What you have to do
Retype every entry below without any change.

Provided material
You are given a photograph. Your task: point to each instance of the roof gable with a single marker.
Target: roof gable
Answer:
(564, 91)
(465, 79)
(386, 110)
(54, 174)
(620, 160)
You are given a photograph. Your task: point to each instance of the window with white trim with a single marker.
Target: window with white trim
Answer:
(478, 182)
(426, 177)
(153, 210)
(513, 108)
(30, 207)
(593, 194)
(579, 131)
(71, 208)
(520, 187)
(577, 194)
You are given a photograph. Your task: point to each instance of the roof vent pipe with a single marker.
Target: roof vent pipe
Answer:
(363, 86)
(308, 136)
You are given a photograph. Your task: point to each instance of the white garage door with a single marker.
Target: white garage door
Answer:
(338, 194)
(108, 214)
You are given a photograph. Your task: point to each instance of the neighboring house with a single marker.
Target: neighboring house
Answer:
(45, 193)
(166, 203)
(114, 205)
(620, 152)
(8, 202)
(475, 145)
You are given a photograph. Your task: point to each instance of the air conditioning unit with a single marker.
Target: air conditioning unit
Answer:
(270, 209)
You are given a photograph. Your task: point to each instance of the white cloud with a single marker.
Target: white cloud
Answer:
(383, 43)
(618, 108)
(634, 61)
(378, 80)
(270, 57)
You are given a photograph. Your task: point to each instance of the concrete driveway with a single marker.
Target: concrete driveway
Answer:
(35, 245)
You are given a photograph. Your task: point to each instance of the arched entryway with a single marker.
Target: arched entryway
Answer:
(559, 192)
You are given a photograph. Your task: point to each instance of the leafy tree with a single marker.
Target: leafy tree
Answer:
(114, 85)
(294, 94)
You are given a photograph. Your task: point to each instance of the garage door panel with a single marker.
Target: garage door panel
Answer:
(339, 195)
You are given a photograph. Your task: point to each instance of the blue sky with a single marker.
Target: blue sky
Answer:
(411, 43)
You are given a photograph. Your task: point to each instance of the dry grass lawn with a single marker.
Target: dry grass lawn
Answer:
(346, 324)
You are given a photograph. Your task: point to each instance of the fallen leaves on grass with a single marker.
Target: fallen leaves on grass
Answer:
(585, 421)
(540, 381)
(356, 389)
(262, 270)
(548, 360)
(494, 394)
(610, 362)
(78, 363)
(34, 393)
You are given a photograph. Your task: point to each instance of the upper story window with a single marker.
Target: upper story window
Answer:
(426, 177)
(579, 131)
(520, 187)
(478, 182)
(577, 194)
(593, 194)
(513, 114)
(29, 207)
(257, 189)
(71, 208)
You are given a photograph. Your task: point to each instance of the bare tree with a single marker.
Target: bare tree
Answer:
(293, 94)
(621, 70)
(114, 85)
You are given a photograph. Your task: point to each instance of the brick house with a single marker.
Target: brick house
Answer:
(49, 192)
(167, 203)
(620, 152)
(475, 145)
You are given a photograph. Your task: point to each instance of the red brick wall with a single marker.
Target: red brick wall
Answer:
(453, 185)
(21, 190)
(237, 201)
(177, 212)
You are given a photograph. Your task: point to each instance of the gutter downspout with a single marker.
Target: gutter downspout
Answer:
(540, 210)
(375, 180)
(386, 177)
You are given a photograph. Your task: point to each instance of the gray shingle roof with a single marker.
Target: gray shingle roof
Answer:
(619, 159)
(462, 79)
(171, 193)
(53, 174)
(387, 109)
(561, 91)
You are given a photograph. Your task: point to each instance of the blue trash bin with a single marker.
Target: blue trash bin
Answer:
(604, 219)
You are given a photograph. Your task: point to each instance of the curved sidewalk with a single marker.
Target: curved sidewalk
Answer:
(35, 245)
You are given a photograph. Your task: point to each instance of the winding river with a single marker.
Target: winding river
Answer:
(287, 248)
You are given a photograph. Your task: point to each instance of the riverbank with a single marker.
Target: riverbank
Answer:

Solution
You are given a photograph. Your task: point to each instance of the roof gable with a single marker.
Target: roof gable
Answer:
(564, 91)
(465, 79)
(386, 110)
(54, 174)
(620, 160)
You are given a photograph. Your task: point to each instance of the window with white trim with a single marker.
Target: window with white trim
Answer:
(478, 182)
(426, 177)
(153, 210)
(513, 108)
(30, 207)
(593, 194)
(579, 131)
(71, 208)
(520, 187)
(577, 194)
You are given a photograph. Your task: point to each instance of the roof vent pipe with a single marker.
Target: roof vent pipe
Answer:
(363, 86)
(308, 136)
You are given a photograph. Your task: point to each instance of the white garage door with a single marker.
Target: white garage door
Answer:
(338, 194)
(108, 214)
You are given a photograph. Your task: point to each instance of the neighboring house with a single marker.
Target: neighboring house
Answer:
(45, 193)
(166, 203)
(114, 205)
(620, 152)
(8, 202)
(475, 145)
You are given a photograph. Your task: point to each instance of the air conditioning unit with a single marker.
Target: air conditioning unit
Answer:
(270, 209)
You are given a photograph. Your task: point to each instance of the white cloud with a single marker.
Target: white cloud
Answer:
(383, 43)
(618, 108)
(634, 61)
(378, 80)
(270, 57)
You are given a photograph. Your task: point to each instance of the concrete driveway with a single marker.
Target: concrete driveway
Answer:
(35, 245)
You are given a photograph. Your task: point to each instance of the arched entryway with a single marker.
Target: arched entryway
Answer:
(559, 192)
You are given a photograph. Your task: point to each instance of the leafy tree with a single marker.
Target: leafy tree
Answer:
(114, 85)
(294, 94)
You are given a photograph. Your task: point to each instance of the garage door panel with a single marker.
Target: garage door panel
Answer:
(339, 195)
You are given a photograph. Your task: point to each instance of the blue sky with a single marker.
Target: blue sky
Answer:
(411, 43)
You are given a photograph. Your task: point to each instance of the dry grass lawn with a single marker.
Target: dry grass lawn
Answer:
(346, 324)
You are given a photograph. Your task: point to each instance of the fallen leaves on grass with a single marker.
Target: fallen leaves on grass
Answer:
(585, 421)
(540, 381)
(356, 389)
(262, 270)
(548, 360)
(494, 394)
(610, 362)
(78, 363)
(34, 393)
You are given a photograph. Your task: point to each instance of the upper story window with a single marker.
Target: upper story window
Answer:
(426, 177)
(579, 131)
(520, 187)
(478, 182)
(577, 194)
(593, 194)
(513, 114)
(29, 207)
(257, 189)
(71, 208)
You are given a photograph. Your task: point to each instance of the bare tree with a single marker.
Target: bare tree
Answer:
(293, 94)
(621, 70)
(114, 85)
You are given a photograph. Your task: point to each instance of the brick house with a single marker.
Target: brick house
Answer:
(49, 192)
(167, 203)
(620, 152)
(475, 145)
You are given a photograph. Your task: point to each instance of the red brick wall with a single marker.
Target: red brick wall
Answer:
(453, 185)
(21, 190)
(237, 201)
(177, 212)
You are given a photograph. Your task: point to each instance of the gutter downspout with a single marker.
Target: gutter downspout
Answer:
(540, 210)
(375, 180)
(386, 177)
You are given a photograph. Your task: point to each instance of the gray shingle roof with a single marker.
Target: gray shingle roof
Answer:
(619, 159)
(462, 79)
(171, 193)
(53, 174)
(387, 109)
(561, 91)
You are given a photograph. Your task: point to each instance of the blue trash bin with a single marker.
Target: blue trash bin
Answer:
(604, 219)
You are given a photograph. Your task: point to each instance of the curved sidewalk with a single marker.
Target: curved sidewalk
Answer:
(35, 245)
You are given a photograph. Your task: point to each instance of the winding river with a single marker.
Target: winding river
Answer:
(287, 248)
You are given a photograph. Your task: point to each instance of the riverbank with a single marker.
Target: riverbank
Answer:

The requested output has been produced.